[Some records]
◆ ◆ ◆

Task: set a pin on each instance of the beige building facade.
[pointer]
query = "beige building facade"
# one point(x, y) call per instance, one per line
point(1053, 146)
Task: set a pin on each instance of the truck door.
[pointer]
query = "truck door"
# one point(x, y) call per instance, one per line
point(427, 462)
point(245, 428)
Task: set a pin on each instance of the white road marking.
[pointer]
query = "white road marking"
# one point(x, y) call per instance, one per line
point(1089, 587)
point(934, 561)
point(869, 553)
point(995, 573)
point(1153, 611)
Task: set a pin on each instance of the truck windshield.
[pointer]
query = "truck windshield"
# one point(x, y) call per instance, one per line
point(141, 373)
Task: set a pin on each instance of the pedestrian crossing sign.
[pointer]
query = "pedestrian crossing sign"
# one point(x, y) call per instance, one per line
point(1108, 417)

◆ ◆ ◆

## WORK TO DO
Above are some records; repeat all of them exactly.

## COMPLETED EXERCISE
Task: set a pin on each instance of the beige building facade.
[pointer]
query = "beige building facade"
# one point(x, y) call per instance, one per line
point(1053, 146)
Task: set a pin on each instance of the truck door.
[pointer]
query = "truck door"
# one point(x, y) call per instance, one per line
point(427, 462)
point(245, 428)
Task: set a pin on each instance of the white road marking.
[pointer]
query = "white road marking"
# one point(x, y) call per instance, one per line
point(1089, 587)
point(934, 561)
point(869, 553)
point(995, 573)
point(1153, 611)
Task: set a pin on each instance of the truck windshield.
[pointer]
query = "truck windshield"
# one point(x, y) call per instance, one per line
point(141, 373)
Task: set a pin on each instance of the pedestrian crossing sign.
[pointer]
query = "pedestrian crossing sign"
# one point(x, y) call per instance, one per line
point(1108, 417)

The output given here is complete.